● **SELECTED EXCERPT**
Ph it's beautiful I really like the monochrome fabric it'd look amazing with black fur


----------



## 18453 (Feb 6, 2010)

Forgot to say I dunno what the fashions over in america are we Europeans always seem to dress way different to you guys

But Lori you could make a killing over here this season fur and sherling trims on bags and shoes are so flaming hot right now I nearly had my friend rip my boots off me on Friday night lol


----------



## pam6400 (Oct 5, 2008)

OMG so girly and so YOU!


----------



## MChis (Oct 13, 2009)

Love it! Lori's bags ROCK!!! :cheer:


----------



## KittyD (Apr 2, 2010)

We used ours this weekend! big hit.
I had people asking me where I got it.

Yes Lori there is in fact a clip on the side.


----------



## N*T*M*4U (Nov 10, 2008)

very girl.....I love the pattern you chose......


----------



## AC/DC Fan (Sep 15, 2010)

How beautiful! Lori is clearly mega-talented!


----------



## TLI (Sep 3, 2008)

Thank you all!!! We absolutely LOVE our new VB bag!!! Lori is amazing with that sewing machine! I would have one in every color if I could afford it.  Everyone needs at least one!!!



Dazy Mae said:


> Whoooo T!!! Your stylin now girlfriend! LOL!! That is soooo darn cute....Lori did a fantastic job


I have been carrying it around the house modeling it for my girls. :lol: They are so jealous!  I walk by them, and do a lil twist, and they just giggle at me. :lol: My middle daughter who has almost the exact same taste as I do says, "When you are sleeping, I'm gonna steal it!" :lol:

Yes, Lori did an amazing job!!! It is fantastic!



MakNLFi said:


> WOW - that is a BEAUTIFUL bag! I am sooooooooo jealous!!!!!!


You have to have one, Lisa!!! They are SO nice!!! You will love it! 



pam6400 said:


> OMG so girly and so YOU!


It is, isn't it Pam! I want to decorate my whole room in that color/pattern combo.


----------



## Ivy's mom (Feb 15, 2008)

That's great!! Hee hee....well I knew I had one on there but was beginning to doubt myself rofl!!



KittyD said:


> We used ours this weekend! big hit.
> I had people asking me where I got it.
> 
> Yes Lori there is in fact a clip on the side.


----------



## Pookypeds (Jun 20, 2006)

That is gorgeous!!!  I'm hoping to be able to buy one from her this spring!!!:foxes_207:


----------



## rache (Nov 10, 2009)

OMG that bag is amazing. I would love one x


----------



## TLI (Sep 3, 2008)

Pookypeds said:


> That is gorgeous!!!  I'm hoping to be able to buy one from her this spring!!!:foxes_207:





rache said:


> OMG that bag is amazing. I would love one x


Thanks ladies! I can't get over how gorgeous it is!! I wanna use it as a purse.  

You two ladies really need one, I promise!


----------



## BellaLina's Mom (Mar 16, 2007)

Wow! It is awesome and gorgeous. I love the hot pink "fur." Your chis look comfy too.


----------



## kimr (Nov 14, 2010)

● **SUPPLIED RECORDS**
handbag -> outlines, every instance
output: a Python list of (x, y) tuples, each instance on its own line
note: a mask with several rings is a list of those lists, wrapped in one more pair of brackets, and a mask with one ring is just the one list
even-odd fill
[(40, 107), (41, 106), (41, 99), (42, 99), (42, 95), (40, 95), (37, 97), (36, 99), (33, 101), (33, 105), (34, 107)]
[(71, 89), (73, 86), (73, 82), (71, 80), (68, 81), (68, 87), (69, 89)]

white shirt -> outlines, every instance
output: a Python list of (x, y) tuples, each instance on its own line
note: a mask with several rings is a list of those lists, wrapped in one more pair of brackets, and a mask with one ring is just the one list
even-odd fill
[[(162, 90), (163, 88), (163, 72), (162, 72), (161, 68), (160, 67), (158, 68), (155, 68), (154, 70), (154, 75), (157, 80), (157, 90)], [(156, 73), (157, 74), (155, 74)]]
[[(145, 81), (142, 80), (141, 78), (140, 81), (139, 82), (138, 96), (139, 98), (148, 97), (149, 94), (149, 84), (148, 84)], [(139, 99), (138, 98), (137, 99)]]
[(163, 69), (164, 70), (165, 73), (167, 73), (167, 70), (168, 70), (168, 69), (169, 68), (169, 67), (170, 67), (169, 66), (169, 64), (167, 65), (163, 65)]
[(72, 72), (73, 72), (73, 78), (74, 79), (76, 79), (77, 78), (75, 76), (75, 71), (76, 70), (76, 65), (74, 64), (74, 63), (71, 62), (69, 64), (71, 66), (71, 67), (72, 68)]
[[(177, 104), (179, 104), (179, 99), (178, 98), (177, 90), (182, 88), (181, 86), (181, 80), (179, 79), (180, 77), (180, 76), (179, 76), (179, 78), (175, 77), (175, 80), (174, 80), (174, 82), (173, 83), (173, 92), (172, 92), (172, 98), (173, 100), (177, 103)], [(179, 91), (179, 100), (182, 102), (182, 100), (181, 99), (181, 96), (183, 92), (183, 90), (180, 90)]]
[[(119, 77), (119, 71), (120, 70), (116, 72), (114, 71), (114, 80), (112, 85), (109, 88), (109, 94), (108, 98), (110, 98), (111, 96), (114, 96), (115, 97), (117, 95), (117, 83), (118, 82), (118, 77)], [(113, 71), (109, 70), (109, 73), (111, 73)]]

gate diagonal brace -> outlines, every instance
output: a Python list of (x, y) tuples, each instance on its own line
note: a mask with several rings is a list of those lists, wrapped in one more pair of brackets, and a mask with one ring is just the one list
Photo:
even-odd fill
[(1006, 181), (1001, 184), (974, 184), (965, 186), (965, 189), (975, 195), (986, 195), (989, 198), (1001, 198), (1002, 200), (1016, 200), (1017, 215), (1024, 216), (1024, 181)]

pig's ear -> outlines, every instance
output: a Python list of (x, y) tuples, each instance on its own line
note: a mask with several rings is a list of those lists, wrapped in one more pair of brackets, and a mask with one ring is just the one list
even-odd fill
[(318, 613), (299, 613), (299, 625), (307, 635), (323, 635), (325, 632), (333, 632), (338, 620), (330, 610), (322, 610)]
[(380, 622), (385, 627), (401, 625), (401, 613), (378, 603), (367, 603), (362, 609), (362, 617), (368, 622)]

● **WORK TO COMPLETE**
Carry on the forum thread praising Lori's handmade bag, starting right after its last line.

● **RESULT OF THIS EXERCISE**
Now I see why you were so anxious to get it! It's gorgeous!


----------



## my2chis (Aug 17, 2010)

I must say I am in love. The carrier is absolutly to die for.


----------



## TLI (Sep 3, 2008)

I couldn't wait to get it so I could share pics! It is so stunning! Thank you all! The Pink fur is so yummy! :lol: I just love it!!!!! Too bad I can't get in it myself!


----------



## TLI (Sep 3, 2008)

Oh, wanted to add. They will be using it this evening to go to my honey's house.


----------



## Bella&Max's_Mom (Aug 18, 2010)

beautiful bag I think Bella would be to big though


----------



## Terri (Aug 21, 2009)

Gorgeous!
Looks so well made too!


----------



## Ness♥Bella (Oct 13, 2010)

OMG I Love it. Where do we get one? That bag you have is so me... and Bella!


----------



## sakyurek (Mar 24, 2009)

These carriers are incredible I want one so badly too


----------



## mommasboy (Dec 25, 2008)

I think I am getting one VERY soon!!! YIIIIPPPPEEEEEEEE!!!!


----------



## *Princess* (Feb 7, 2009)

im loving the pink fur x


----------



## Ivy's mom (Feb 15, 2008)

That pink fur was tricky! Trying to find a high quality hot pink was NOT easy but finally weeded through a few nasties to find it. I will only use a fur that can be machine washed and dried on low. Everything is prewashed before I construct it.




*Princess* said:


> im loving the pink fur x


----------



## TLI (Sep 3, 2008)

Thank you ladies!! We LOVE it!!! 

Ness, Lori makes them. Ivy's Mom.  I bet Bella would love one!

Mommasboy, I can't wait to see yours!  You are going to LOVE those color combos!


----------



## rcj1095 (Mar 4, 2009)

OMG, that is just stunning. Lori never ceases to amaze me with her talent. Great colors T, so you!!! The pups look adorable in it. Jade in that pink fur is to die for. How fun to have a treat like that before Christmas. Merry Christmas Chi Wee's!!!


----------



## elaina (Jul 1, 2008)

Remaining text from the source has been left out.